=== Section Start ===

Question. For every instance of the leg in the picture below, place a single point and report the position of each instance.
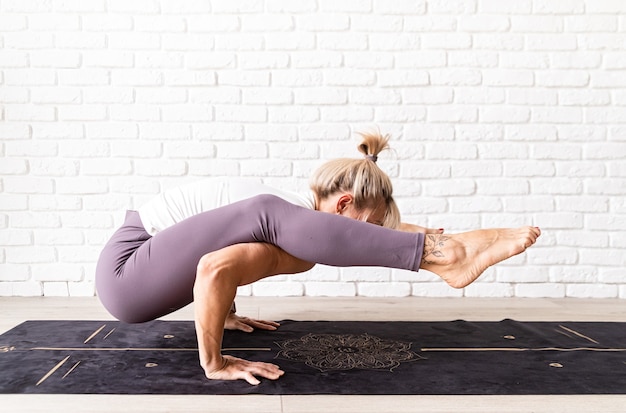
(219, 274)
(460, 259)
(157, 276)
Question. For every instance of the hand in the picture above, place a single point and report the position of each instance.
(235, 322)
(235, 368)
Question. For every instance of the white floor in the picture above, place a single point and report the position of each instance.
(15, 310)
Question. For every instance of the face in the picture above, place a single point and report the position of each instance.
(343, 204)
(374, 216)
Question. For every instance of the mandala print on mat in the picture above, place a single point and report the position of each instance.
(327, 352)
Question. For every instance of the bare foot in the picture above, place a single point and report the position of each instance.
(460, 259)
(416, 228)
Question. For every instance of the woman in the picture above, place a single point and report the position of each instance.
(201, 241)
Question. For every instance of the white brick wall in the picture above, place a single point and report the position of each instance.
(503, 112)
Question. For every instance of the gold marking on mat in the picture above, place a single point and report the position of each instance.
(71, 370)
(563, 332)
(52, 370)
(579, 334)
(95, 333)
(143, 349)
(616, 350)
(109, 333)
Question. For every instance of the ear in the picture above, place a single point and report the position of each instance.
(344, 202)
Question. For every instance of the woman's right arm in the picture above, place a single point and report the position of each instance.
(219, 274)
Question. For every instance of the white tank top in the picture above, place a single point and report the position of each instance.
(177, 204)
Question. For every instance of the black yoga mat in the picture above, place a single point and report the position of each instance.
(323, 357)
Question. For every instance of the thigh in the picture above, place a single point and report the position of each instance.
(249, 262)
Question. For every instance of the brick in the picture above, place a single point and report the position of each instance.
(606, 186)
(508, 77)
(185, 113)
(81, 289)
(475, 204)
(452, 113)
(504, 114)
(455, 77)
(55, 289)
(402, 78)
(358, 114)
(559, 6)
(502, 186)
(343, 77)
(272, 133)
(553, 256)
(266, 168)
(54, 202)
(30, 255)
(133, 41)
(592, 291)
(484, 289)
(473, 58)
(376, 289)
(608, 222)
(81, 113)
(581, 133)
(574, 274)
(277, 289)
(435, 290)
(582, 239)
(529, 204)
(456, 187)
(296, 114)
(108, 59)
(28, 41)
(430, 23)
(56, 273)
(612, 276)
(560, 220)
(237, 42)
(606, 6)
(16, 237)
(106, 22)
(11, 272)
(361, 274)
(461, 151)
(329, 289)
(584, 98)
(25, 289)
(614, 151)
(13, 202)
(136, 112)
(585, 203)
(533, 97)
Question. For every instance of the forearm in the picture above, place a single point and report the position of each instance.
(213, 298)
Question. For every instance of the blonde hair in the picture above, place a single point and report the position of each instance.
(362, 178)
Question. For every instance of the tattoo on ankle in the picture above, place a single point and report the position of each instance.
(432, 247)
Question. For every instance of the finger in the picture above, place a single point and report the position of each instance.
(246, 328)
(265, 325)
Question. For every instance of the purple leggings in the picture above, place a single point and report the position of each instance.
(140, 277)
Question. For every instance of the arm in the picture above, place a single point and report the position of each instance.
(416, 228)
(218, 276)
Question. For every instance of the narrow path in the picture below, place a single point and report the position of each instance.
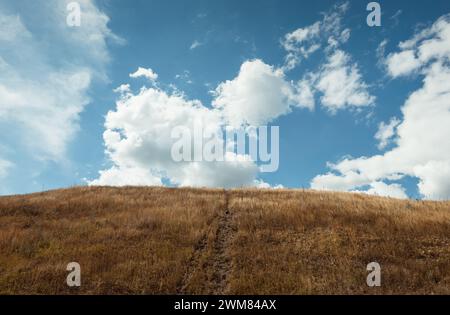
(193, 265)
(221, 261)
(218, 260)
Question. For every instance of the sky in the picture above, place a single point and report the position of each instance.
(358, 108)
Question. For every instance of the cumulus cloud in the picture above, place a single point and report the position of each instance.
(146, 73)
(422, 148)
(385, 190)
(338, 80)
(259, 94)
(138, 141)
(386, 132)
(429, 45)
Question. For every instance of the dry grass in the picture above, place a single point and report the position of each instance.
(160, 240)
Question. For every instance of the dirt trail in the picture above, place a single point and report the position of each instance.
(221, 259)
(218, 262)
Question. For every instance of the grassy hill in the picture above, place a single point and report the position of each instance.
(205, 241)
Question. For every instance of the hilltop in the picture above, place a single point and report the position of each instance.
(211, 241)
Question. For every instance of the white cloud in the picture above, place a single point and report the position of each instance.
(126, 176)
(146, 73)
(341, 84)
(303, 42)
(258, 95)
(339, 79)
(138, 142)
(386, 132)
(195, 44)
(422, 148)
(386, 190)
(402, 63)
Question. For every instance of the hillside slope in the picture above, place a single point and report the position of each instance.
(205, 241)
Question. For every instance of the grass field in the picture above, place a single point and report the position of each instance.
(204, 241)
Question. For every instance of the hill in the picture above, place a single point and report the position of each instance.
(206, 241)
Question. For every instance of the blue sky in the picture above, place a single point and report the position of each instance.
(194, 47)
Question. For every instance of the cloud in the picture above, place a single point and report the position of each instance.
(195, 44)
(385, 190)
(258, 95)
(138, 142)
(42, 90)
(429, 45)
(146, 73)
(303, 42)
(341, 84)
(338, 79)
(386, 132)
(422, 148)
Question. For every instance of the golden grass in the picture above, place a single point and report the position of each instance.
(161, 241)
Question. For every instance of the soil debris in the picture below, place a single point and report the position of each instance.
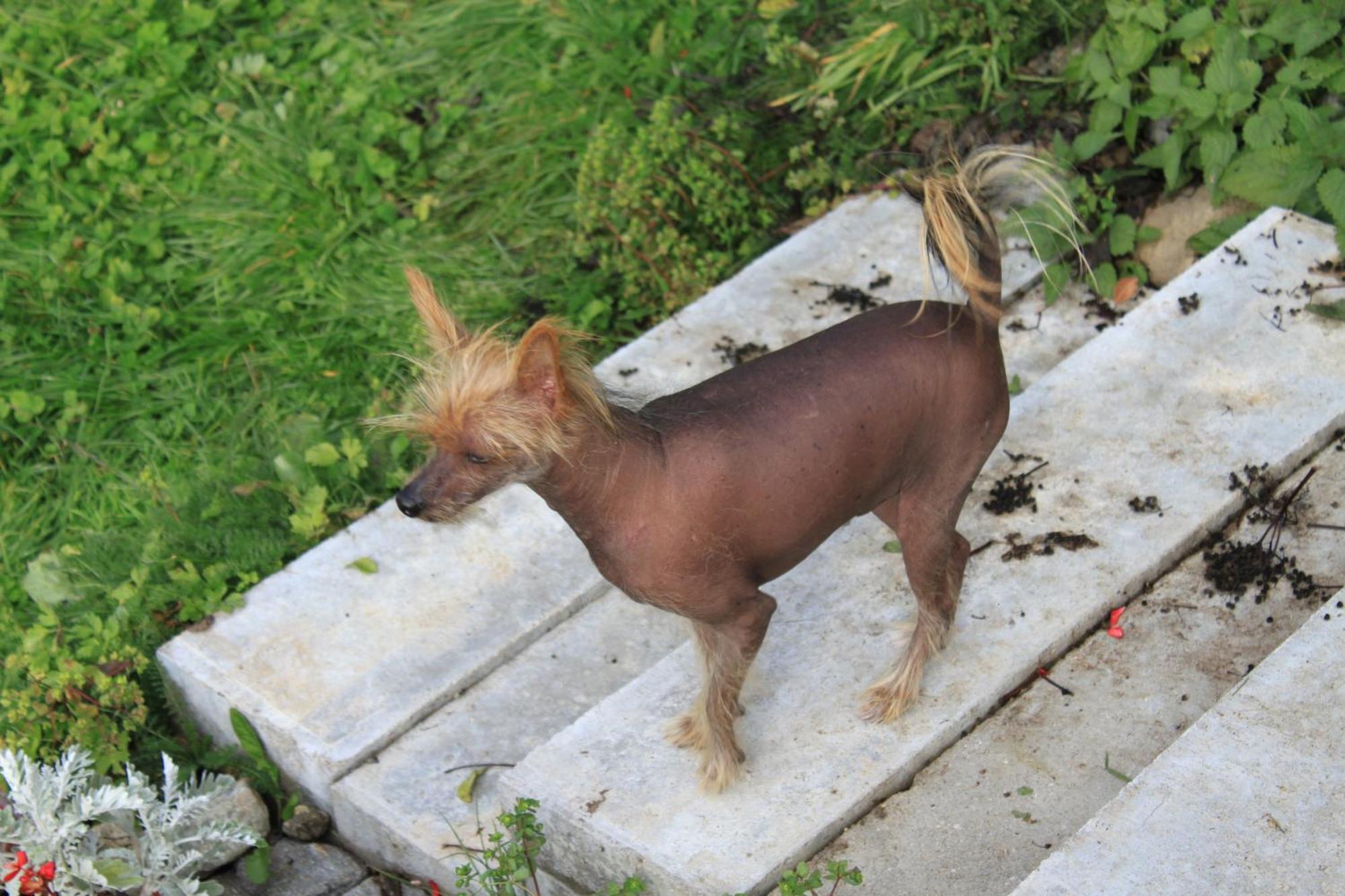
(1044, 545)
(1108, 313)
(849, 298)
(1148, 505)
(735, 354)
(1013, 491)
(1235, 567)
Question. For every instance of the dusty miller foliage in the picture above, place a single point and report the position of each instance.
(53, 813)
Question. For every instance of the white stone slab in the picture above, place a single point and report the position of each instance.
(332, 663)
(399, 811)
(1161, 404)
(1249, 801)
(404, 811)
(983, 817)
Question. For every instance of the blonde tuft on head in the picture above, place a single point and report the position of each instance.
(471, 382)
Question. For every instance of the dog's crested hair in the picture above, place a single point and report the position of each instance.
(514, 399)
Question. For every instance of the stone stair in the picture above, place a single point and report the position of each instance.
(981, 817)
(497, 642)
(1249, 801)
(1164, 404)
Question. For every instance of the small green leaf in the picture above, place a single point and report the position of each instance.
(1217, 150)
(1165, 81)
(1276, 177)
(322, 455)
(258, 864)
(1089, 145)
(118, 873)
(465, 790)
(1265, 127)
(48, 581)
(1331, 190)
(1130, 46)
(25, 405)
(1168, 157)
(1106, 763)
(251, 743)
(1122, 236)
(1105, 116)
(1208, 240)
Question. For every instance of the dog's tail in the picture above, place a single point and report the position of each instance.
(958, 202)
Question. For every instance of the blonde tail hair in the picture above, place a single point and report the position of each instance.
(958, 229)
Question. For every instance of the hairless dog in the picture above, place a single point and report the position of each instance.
(697, 499)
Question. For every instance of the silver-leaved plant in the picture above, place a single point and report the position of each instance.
(54, 811)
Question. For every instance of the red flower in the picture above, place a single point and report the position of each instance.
(21, 858)
(1114, 628)
(32, 884)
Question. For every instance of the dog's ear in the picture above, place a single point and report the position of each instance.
(537, 368)
(443, 327)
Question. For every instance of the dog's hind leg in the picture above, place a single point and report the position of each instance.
(727, 650)
(935, 556)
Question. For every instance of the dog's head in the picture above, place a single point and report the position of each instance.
(493, 411)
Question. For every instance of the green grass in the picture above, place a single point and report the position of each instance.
(204, 214)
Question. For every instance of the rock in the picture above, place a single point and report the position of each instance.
(1180, 217)
(307, 823)
(301, 869)
(243, 805)
(114, 837)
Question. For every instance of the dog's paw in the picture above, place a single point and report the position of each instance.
(884, 704)
(722, 766)
(688, 732)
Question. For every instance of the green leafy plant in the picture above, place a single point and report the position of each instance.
(1231, 95)
(669, 208)
(508, 865)
(805, 879)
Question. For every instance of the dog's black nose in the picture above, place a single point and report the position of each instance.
(410, 502)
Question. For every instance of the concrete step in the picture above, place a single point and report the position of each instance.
(989, 810)
(332, 663)
(1249, 801)
(403, 810)
(1164, 404)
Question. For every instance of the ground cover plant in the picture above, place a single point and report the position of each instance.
(205, 209)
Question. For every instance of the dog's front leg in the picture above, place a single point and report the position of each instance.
(727, 647)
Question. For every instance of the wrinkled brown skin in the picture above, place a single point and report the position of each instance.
(705, 495)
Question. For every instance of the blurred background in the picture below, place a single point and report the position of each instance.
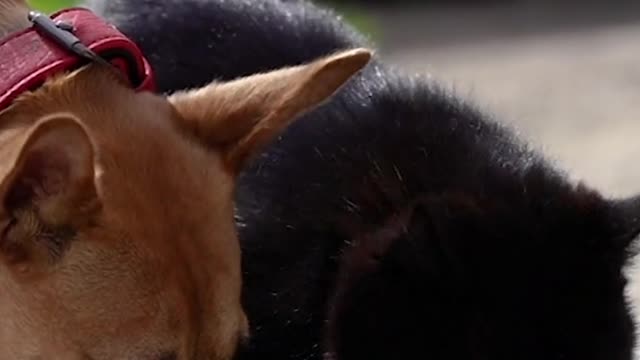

=== Section End ===

=== About this task ===
Your copy should match the records above word for word, but without images.

=== Written response ===
Question. For every instance of the leg in the picture below, place a single point and report the position of each instance.
(219, 274)
(460, 259)
(157, 276)
Question. For every instance of the hand in the picture above, place a single point and report the position of each instance.
(235, 322)
(235, 368)
Question. For every instance of the white floor in the picture above, place a single point and report the position of each instance.
(15, 310)
Question. For every instance of the face in the picture above, place a single point and report the position of each instance.
(343, 204)
(374, 216)
Question. For every instance of the mandala print on mat in the picture above, place a single point and report the position of each instance.
(327, 352)
Question. For every instance of the bare foot in the picture above, place a single point and report the position of each instance.
(460, 259)
(416, 228)
Question. For every instance of the woman in the picture above, place a single point and report the position of each instance.
(201, 241)
Question. For every instance of the white brick wall in the picture above, place a single point and report the position of each instance.
(503, 112)
Question. For every instance of the gold marking on mat in the picture above, place a single point and report the position of each instance.
(71, 370)
(563, 332)
(52, 370)
(579, 334)
(95, 333)
(143, 349)
(616, 350)
(109, 333)
Question. For every instance of the ear in the picture above, place a single point and report the position of each instance.
(344, 202)
Question. For every instance of the woman's right arm in the picture above, place a single point and report the position of each instance.
(219, 274)
Question. For every instance of the white tank top in the picture above, place a single point and report the position of each instance.
(177, 204)
Question. For every instance of the black yoga mat in the picture above, place a single point and report the position of each instance.
(323, 357)
Question. For every instance of the thigh in the picture above, place a single point and report the position of each instance.
(249, 262)
Question. For every instance of the brick in the picture above, place a single point and report the position of each instance.
(606, 186)
(508, 77)
(185, 113)
(81, 289)
(475, 204)
(452, 113)
(504, 114)
(455, 77)
(55, 289)
(402, 78)
(358, 114)
(559, 6)
(502, 186)
(343, 77)
(272, 133)
(553, 256)
(266, 168)
(54, 202)
(30, 255)
(133, 41)
(592, 291)
(484, 289)
(473, 58)
(376, 289)
(608, 222)
(81, 113)
(581, 133)
(574, 274)
(277, 289)
(435, 290)
(582, 239)
(529, 204)
(456, 187)
(296, 114)
(108, 59)
(28, 41)
(430, 23)
(56, 273)
(612, 276)
(560, 220)
(237, 42)
(606, 6)
(16, 237)
(106, 22)
(11, 272)
(361, 274)
(461, 151)
(329, 289)
(584, 98)
(25, 289)
(614, 151)
(13, 202)
(136, 112)
(585, 203)
(533, 97)
Question. For every instance of the forearm in the picture above, place a single point and report the position of each instance.
(213, 298)
Question. For every instance of the blonde hair in the picture above, place a single point and report the position of each instance.
(362, 178)
Question. For every instance of the tattoo on ankle in the picture above, place a single point and report the position of each instance.
(432, 247)
Question. For every instance of the finger in the picture above, place a single point and report the position of each instance.
(246, 328)
(265, 325)
Question. For every instance of the purple leggings in the picture above, place a single point and report the position of each instance.
(140, 277)
Question. For every instance of the arm in the picture above, place a single point and report the position of each instance.
(416, 228)
(218, 276)
Question. For every instance of the narrow path in the picture below, place a single point and report the position of each instance.
(193, 265)
(221, 261)
(218, 260)
Question. For every instance of the sky in the picture above, place a single point and report the position of each instance.
(358, 108)
Question. For every instance of the cumulus cloud in the picture above, place a single point and report the position of each instance.
(146, 73)
(422, 148)
(385, 190)
(338, 80)
(259, 94)
(138, 141)
(386, 132)
(429, 45)
Question. For every instance of the dry grass in the picture above, place a single point and report the position of each instance.
(160, 240)
Question. For every instance of the dirt trail in the picture above, place a single point and report the position of each instance.
(221, 259)
(218, 262)
Question. For every instance of the grassy hill in the picture above, place a single point and report the position of each instance.
(205, 241)
Question. For every instance of the hilltop in the picture above, place a single point and report the position of each instance.
(211, 241)
Question. For every instance of the white cloud in the picture above, place a single point and report the position of each instance.
(126, 176)
(146, 73)
(341, 84)
(303, 42)
(258, 95)
(339, 79)
(138, 142)
(386, 132)
(195, 44)
(422, 148)
(386, 190)
(402, 63)
Question. For every instance of the hillside slope in the picture above, place a single point and report the position of each instance.
(205, 241)
Question. For every instance of the grass field in the picture above, place a single point and report the position of each instance.
(204, 241)
Question. For every instance of the hill in the picture above, place a single point and report the position of each instance.
(206, 241)
Question. For every instance of the blue sky in the picture above, place a single point and report the position of each instance.
(194, 47)
Question. For every instance of the cloud in the picture above, place a single point and report the position of each instance.
(195, 44)
(385, 190)
(258, 95)
(138, 142)
(42, 90)
(429, 45)
(146, 73)
(303, 42)
(341, 84)
(338, 79)
(386, 132)
(422, 148)
Question. For every instance of the golden grass in the picture above, place a single point and report the position of each instance.
(161, 241)
Question. For every instance of the soil debris in the picture below, place a single point and report the position of each instance.
(1044, 545)
(1108, 313)
(849, 298)
(1148, 505)
(735, 354)
(1013, 491)
(1235, 567)
Question. For every instance of the dusty miller foliage in the picture above, place a single point and report the position of each instance.
(53, 813)
Question. For every instance of the white stone slab in the picture above, place a single point and report the position of each instance.
(332, 663)
(399, 811)
(1161, 404)
(1249, 801)
(404, 811)
(983, 817)
Question. For every instance of the blonde tuft on head in the picture above, place a single point and report the position of each instance.
(471, 382)
Question. For every instance of the dog's crested hair in the picture above, place a single point and report the position of each instance.
(514, 399)
Question. For every instance of the stone stair in the picture above, place a single point and report the position of each instance.
(981, 817)
(497, 642)
(1249, 801)
(1164, 404)
Question. For every instance of the small green leaf in the picture above, place a single point and report the position of each instance.
(1217, 150)
(1165, 81)
(1276, 177)
(322, 455)
(258, 864)
(1089, 145)
(118, 873)
(465, 790)
(1265, 127)
(48, 581)
(1331, 190)
(1130, 46)
(25, 405)
(1168, 157)
(1106, 763)
(251, 743)
(1122, 236)
(1105, 116)
(1208, 240)
Question. For every instance of the dog's tail in the picture above, place a single point and report the position of each instance.
(958, 202)
Question. For every instance of the blonde tail hair in the picture above, place a single point and report the position of each instance.
(958, 229)
Question. For every instance of the hairless dog in the picture above, place a single point and report the position of each instance.
(697, 499)
Question. For every instance of the silver-leaved plant in the picture above, place a single point and report the position of each instance.
(54, 811)
Question. For every instance of the red flower in the picture above, place a single point and report the position of each instance.
(21, 858)
(1114, 628)
(32, 884)
Question. For every instance of the dog's ear in the picture above, place a single point and report the position of each instance.
(537, 368)
(443, 327)
Question. For every instance of the dog's hind leg in the picture above, place a single point and report the position of each instance.
(727, 650)
(935, 556)
Question. For every instance of the dog's head in the picture above, place a single point and report the position of each instance.
(493, 411)
Question. For every instance of the green grass in the picture above, place a single point and report the position of each instance.
(204, 214)
Question. For every instance of the rock in the picture above, place a single point and report the position of each instance.
(1180, 217)
(307, 823)
(301, 869)
(243, 805)
(114, 837)
Question. For every instance of the dog's paw in the picture above, place a single point and report the position of each instance.
(884, 704)
(722, 766)
(688, 732)
Question. For every instance of the green leafy plant in the picture above, place a single point and report the position of each instance.
(1231, 95)
(669, 208)
(508, 865)
(805, 879)
Question. For every instance of the dog's black nose in the picture above, place a single point and report the position of each instance.
(410, 502)
Question. For every instance of the concrete step in the picture above, place a single point and report the position of each instance.
(989, 810)
(332, 663)
(1249, 801)
(403, 810)
(1164, 404)
Question. For every instance of the ground cover plant in the picture above, place a single point and report the position of each instance.
(205, 209)
Question. For every instance of the dog's front leg in the picture above, place a single point and report the position of each instance.
(727, 647)
Question. For every instance of the wrinkled brown skin in the picture above, place a single point and report the position of each instance.
(705, 495)
Question. For every instance of the blurred background in the picture below, place a single point and report the position of each instance.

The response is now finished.